Posted by VisionsOfDoom - February 18th, 2017


After 7 years (apparantly), I decided to come back to Newgrounds.

Why?

Because I need to put some things out there and I can't think of a better place to do it.

I have no Idea what I'm hoping to get out of it though.

 

The Truth is, I just don't know what to do anymore.

A lot has happened since 2010.

I'm a different person now.

I live in a different city, I am far more skilled in what I'm doing. I think and speak diffenrently. I have new friends. And new enemies.

There's a million miles and more between who I used to be and who I am now.

 

I still feel unfathomably.... alone. Desolate.

That's the one common denominator between my old self and me.

Maybe I didn't understand it to the same degree back than as I do now, and in a way, that makes it way worse.

 

I know what I'm going through, and why. I know how my mind and body work, and what I can do to enhance or diminish the ways my mood swings. I know how to induce feelings of happines and how to drive away despair and depression.

But all that has done is to induce an even deeper feeling of ... darkness.

It's a weird, awkward kind of darkness. Not one that lurks not in your heart and soul and threatens to eat you alive, but one that sits all the way in the analytical part of your mind.

++++++++

== Aim of the task ==
In the Newgrounds post, how long had the writer been away before returning to the site?

++++++++

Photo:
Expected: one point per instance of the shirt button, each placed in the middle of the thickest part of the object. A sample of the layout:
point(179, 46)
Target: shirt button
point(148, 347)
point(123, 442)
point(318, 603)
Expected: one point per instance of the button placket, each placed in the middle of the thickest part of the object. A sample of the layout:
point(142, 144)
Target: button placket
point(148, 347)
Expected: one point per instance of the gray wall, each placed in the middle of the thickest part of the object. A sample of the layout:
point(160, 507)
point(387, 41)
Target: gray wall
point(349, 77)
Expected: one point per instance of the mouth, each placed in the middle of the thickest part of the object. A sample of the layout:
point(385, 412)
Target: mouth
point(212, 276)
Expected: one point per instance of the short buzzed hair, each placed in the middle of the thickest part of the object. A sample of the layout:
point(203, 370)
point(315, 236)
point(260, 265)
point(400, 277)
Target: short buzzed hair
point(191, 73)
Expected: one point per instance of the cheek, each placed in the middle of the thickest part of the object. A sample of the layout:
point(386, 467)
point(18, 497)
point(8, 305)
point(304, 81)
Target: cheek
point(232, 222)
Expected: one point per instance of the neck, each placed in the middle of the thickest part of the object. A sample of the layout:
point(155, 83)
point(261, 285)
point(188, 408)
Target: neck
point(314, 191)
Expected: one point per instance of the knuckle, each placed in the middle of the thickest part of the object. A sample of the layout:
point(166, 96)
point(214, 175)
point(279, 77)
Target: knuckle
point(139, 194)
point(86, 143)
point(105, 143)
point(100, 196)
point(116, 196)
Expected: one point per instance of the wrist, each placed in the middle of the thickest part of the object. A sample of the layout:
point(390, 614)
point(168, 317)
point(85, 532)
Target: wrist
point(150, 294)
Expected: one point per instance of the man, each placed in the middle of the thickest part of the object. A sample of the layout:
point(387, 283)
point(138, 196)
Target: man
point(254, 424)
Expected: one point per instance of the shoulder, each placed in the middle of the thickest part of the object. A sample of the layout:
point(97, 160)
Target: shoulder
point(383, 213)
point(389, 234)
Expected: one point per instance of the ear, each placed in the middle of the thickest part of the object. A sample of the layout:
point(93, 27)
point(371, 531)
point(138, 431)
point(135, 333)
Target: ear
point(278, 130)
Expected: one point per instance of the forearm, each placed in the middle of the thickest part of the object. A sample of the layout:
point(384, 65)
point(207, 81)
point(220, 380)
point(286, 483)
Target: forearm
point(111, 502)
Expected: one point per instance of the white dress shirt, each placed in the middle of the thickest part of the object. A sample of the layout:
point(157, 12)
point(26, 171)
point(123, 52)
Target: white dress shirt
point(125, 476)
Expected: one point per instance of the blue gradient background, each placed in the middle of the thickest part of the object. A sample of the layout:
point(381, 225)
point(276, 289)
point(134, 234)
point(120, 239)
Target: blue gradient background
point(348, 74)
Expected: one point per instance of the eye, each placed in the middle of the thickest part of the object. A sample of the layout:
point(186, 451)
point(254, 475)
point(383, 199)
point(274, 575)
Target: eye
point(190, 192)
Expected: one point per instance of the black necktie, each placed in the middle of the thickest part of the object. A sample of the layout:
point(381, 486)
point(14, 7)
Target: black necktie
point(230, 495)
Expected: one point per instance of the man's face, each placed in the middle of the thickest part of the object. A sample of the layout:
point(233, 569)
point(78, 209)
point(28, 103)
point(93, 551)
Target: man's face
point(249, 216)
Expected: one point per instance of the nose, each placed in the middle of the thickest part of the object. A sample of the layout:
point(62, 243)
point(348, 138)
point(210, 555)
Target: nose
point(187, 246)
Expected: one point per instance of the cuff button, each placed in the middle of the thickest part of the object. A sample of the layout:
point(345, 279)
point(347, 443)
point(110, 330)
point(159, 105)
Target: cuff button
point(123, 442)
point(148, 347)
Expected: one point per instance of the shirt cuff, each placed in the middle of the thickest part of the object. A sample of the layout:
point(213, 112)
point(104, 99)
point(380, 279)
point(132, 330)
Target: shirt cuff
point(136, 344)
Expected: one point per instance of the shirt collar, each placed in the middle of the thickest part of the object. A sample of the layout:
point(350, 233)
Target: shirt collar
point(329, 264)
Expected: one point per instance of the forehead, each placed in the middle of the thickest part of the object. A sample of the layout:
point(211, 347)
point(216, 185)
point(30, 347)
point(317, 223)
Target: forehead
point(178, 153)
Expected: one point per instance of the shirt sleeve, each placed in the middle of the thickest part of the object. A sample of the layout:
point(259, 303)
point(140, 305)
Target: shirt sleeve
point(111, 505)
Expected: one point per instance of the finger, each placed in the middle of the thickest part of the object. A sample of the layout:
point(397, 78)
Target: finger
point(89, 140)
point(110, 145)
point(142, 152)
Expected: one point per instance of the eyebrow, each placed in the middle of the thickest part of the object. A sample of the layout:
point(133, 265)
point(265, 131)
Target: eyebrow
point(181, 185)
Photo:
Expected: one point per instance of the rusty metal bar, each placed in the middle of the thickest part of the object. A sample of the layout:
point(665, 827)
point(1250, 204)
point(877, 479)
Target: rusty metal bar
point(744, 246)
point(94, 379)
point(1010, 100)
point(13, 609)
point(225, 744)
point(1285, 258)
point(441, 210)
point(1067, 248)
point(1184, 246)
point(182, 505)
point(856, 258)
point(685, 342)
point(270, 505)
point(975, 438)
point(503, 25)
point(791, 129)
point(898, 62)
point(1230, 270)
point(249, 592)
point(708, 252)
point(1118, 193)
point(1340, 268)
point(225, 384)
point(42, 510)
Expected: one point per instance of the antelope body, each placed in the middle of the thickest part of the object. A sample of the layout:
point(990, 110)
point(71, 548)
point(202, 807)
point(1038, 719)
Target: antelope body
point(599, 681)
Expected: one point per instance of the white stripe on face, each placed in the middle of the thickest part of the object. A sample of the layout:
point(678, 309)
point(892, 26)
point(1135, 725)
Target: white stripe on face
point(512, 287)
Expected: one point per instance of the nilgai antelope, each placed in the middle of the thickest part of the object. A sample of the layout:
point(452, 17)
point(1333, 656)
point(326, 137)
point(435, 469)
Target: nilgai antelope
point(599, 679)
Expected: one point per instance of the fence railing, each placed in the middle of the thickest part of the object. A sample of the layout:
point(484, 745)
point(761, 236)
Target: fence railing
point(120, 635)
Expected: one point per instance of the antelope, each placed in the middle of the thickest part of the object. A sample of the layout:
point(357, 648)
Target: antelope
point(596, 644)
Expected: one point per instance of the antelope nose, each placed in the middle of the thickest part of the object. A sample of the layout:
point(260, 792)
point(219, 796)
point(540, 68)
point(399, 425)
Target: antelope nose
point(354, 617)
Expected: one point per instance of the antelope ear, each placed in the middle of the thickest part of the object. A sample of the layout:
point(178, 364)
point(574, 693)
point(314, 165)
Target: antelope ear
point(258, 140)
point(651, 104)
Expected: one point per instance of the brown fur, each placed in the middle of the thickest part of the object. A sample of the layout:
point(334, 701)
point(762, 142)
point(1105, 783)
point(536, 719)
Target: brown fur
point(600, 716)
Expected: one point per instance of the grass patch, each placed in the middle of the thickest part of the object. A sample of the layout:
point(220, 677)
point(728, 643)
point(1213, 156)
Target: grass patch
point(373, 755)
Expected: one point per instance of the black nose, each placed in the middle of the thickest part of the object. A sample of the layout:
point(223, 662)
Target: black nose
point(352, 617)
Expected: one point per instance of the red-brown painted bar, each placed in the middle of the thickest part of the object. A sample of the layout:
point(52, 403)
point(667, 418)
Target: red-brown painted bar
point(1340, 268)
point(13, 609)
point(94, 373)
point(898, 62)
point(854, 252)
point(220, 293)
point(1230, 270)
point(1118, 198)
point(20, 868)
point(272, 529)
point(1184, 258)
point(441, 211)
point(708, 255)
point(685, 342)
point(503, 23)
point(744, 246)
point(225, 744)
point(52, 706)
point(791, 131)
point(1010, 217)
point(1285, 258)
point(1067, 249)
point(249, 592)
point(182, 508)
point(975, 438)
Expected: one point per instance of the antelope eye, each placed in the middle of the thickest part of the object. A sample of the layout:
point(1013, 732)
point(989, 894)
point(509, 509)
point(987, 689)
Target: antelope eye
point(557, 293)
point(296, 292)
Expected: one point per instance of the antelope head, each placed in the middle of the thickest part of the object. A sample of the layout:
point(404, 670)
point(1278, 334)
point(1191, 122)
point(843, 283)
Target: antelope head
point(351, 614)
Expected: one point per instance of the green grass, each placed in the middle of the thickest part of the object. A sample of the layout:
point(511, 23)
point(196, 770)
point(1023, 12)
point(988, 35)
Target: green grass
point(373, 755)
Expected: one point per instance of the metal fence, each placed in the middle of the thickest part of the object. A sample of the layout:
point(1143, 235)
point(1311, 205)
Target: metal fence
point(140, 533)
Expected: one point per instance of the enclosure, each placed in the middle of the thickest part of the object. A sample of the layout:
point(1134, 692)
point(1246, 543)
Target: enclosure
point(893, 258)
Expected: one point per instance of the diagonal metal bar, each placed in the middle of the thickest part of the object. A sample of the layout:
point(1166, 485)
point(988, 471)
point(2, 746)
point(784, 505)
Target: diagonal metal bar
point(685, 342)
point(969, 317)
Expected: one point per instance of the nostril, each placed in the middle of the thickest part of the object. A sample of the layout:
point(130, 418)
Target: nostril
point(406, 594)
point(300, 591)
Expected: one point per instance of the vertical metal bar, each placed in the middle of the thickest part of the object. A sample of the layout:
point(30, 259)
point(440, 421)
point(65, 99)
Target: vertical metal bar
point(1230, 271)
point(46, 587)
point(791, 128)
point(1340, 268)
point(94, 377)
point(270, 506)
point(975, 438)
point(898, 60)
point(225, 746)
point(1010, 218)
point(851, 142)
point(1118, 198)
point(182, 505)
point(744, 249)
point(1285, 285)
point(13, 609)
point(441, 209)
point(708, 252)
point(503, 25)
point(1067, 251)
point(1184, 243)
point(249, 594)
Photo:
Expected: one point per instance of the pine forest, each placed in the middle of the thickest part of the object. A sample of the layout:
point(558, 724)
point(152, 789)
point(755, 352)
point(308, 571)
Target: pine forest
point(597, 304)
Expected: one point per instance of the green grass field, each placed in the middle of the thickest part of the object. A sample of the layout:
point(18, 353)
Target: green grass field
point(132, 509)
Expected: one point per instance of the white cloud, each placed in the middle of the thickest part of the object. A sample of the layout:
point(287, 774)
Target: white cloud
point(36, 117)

++++++++

== Reply to the task ==
About 7 years.